Velhos são os trapos!

A pandemia da COVID-19 que o país enfrenta veio colocar a nu a vulnerabilidade das pessoas idosas que continua a ser sucessivamente desvalorizada e minimizada pelo Estado que se tem demitido das suas responsabilidades na promoção de uma política para a terceira idade.

O caso do surto ocorrido no lar em Reguengos de Monsaraz é paradigmático dessa triste e lamentável realidade.

Desde há muitos anos que toda a gente sabe que uma parte considerável das estruturas de acolhimento de pessoas idosas, vulgarmente designadas por lares, não passam de depósitos de pessoas de idade com a cumplicidade de muitos/as que sabem perfeitamente o que se passa lá dentro desde dos maus-tratos que são infligidos, segundo um estudo da Organização Mundial de Saúde, 39% dos idosos são vítimas de violência, passando pela falta de higiene, pela subnutrição até à gritante negligência de que muitos/as destes/as residentes são vítimas perante a indiferença de funcionários/as, de familiares, de amigos/as e dos responsáveis destas estruturas.

Certamente que muita gente ficou chocada com o caso de Reguengos, mas infelizmente esse episódio não é um filme de terror, mas antes é o Portugal real do século XXI.

Portugal, tem o 3º maior índice de envelhecimento da União Europeia, no entanto, são vergonhosos os valores pedidos para uma institucionalização, comparativamente com as reformas auferidas, as penas para criminalização de condutas que atentam contra os direitos da pessoa idosa não sei onde andam, já a ideia do Provedor do Idoso ficou pelo caminho.

******

§ INSTRUÇÕES
- A) Extraia do texto sobre os idosos em Portugal o trecho que vai desde "O caso do surto" até "responsáveis destas estruturas.", inclusive.
- B) Escreva a continuação do texto sobre os idosos em Portugal a partir da última frase apresentada.

******

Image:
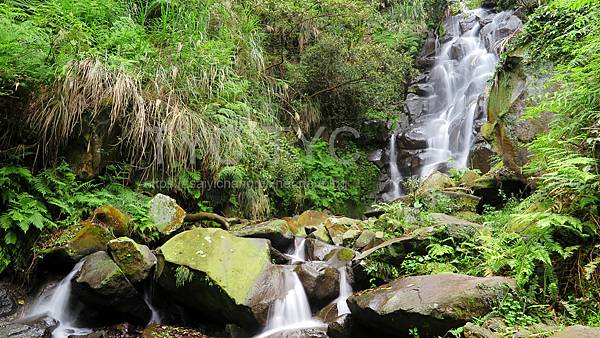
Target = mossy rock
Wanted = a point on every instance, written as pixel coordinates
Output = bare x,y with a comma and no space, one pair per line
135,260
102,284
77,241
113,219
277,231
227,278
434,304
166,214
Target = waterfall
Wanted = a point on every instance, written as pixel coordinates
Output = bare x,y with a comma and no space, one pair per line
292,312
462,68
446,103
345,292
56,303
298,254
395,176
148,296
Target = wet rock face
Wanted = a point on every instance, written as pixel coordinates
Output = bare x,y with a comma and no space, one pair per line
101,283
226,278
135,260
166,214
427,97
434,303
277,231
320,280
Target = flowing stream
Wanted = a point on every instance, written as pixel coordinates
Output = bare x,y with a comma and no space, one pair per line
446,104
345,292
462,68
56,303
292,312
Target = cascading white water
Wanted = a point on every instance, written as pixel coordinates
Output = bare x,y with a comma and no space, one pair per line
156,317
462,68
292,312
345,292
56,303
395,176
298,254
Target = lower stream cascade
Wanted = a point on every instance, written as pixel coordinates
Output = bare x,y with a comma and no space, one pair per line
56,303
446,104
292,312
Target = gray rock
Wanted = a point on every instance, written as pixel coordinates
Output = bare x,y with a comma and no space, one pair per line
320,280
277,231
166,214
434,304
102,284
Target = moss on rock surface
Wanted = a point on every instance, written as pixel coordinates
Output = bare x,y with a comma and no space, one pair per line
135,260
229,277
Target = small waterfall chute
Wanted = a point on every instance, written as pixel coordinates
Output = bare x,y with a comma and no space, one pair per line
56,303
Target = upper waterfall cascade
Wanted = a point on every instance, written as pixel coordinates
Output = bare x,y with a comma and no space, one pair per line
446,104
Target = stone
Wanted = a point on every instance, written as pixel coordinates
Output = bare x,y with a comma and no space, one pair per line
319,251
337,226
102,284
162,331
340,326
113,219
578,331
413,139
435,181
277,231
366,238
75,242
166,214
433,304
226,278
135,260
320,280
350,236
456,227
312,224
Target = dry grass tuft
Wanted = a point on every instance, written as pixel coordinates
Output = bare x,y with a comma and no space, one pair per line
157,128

******

§ RESPOSTAS
- A)
O caso do surto ocorrido no lar em Reguengos de Monsaraz é paradigmático dessa triste e lamentável realidade.

Desde há muitos anos que toda a gente sabe que uma parte considerável das estruturas de acolhimento de pessoas idosas, vulgarmente designadas por lares, não passam de depósitos de pessoas de idade com a cumplicidade de muitos/as que sabem perfeitamente o que se passa lá dentro desde dos maus-tratos que são infligidos, segundo um estudo da Organização Mundial de Saúde, 39% dos idosos são vítimas de violência, passando pela falta de higiene, pela subnutrição até à gritante negligência de que muitos/as destes/as residentes são vítimas perante a indiferença de funcionários/as, de familiares, de amigos/as e dos responsáveis destas estruturas.

- B)
A pandemia da COVID-19 veio descortinar, novamente, a falta de recursos humanos,  a falta de formação dos profissionais que prestam cuidados aos utentes e para a insuficiência dos mecanismos de proteção deste grupo populacional, cujos apelos feitos pelo setor social têm sido constantemente ignorados.

 

A propósito dos lares ou das casas de acolhimento que se encontram na clandestinidade existem três fatores que favorecem o seu crescimento que se prendem com a falta de vagas nos lares que oferecerem todas as condições mas que implicam um custo mais elevado, com a ausência do pagamento de impostos e com a presença de trabalhadores em situação precária.

Tudo isto contribui para que os mais de 2.000 estabelecimentos nesta situação que acolhem cerca de 35.000 pessoas idosas tenham uma estimativa de lucro na ordem dos milhões de euros anualmente, fazendo desta atividade um negócio muito lucrativo sem grandes custos associados.

Os meios do Instituto da Segurança Social, I.P, são escassos para fiscalizar e determinar o encerramento das estruturas residenciais para idosos (ERPI) sendo que só 10% dos lares clandestinos identificados pelo mesmo organismo são encerrados.

Mesmo depois de ser determinado o seu encerramento em grande parte, diga-se por razões administrativas, referentes à falta de licenciamento, o prazo de 30 dias concedido pela Segurança Social para o encerramento do espaço dá tempo para encontrar outra casa onde colocar os mesmos idosos.

A sociedade parece ter passado do respeito pelos cabelos brancos para encarar a velhice como uma doença social, todavia, erronemente. As pessoas idosas merecem e têm o direito de serem respeitadas e de serem tratadas com toda a dignidade,  cabendo ao Estado  fazer mais e bem melhor pelas pessoas idosas e à sociedade civil não se alhear, afinal parece que muitos ainda não entenderam que não irão permanecer jovens eternamente, o tempo avança contra, portanto, a velhice está ali ao virar da esquina. Ups, só queria relembrar esse detalhe.

Face à ineficácia e inoperância das respostas existentes, urge sanar a inexistência de um articulado legislativo adequado que consagre os direitos inerentes à política da terceira idade e a exigência de investimento em cuidadores, alojamentos e fiscalização, porque falamos de idosos, e não de velhos, porque velhos são os trapos.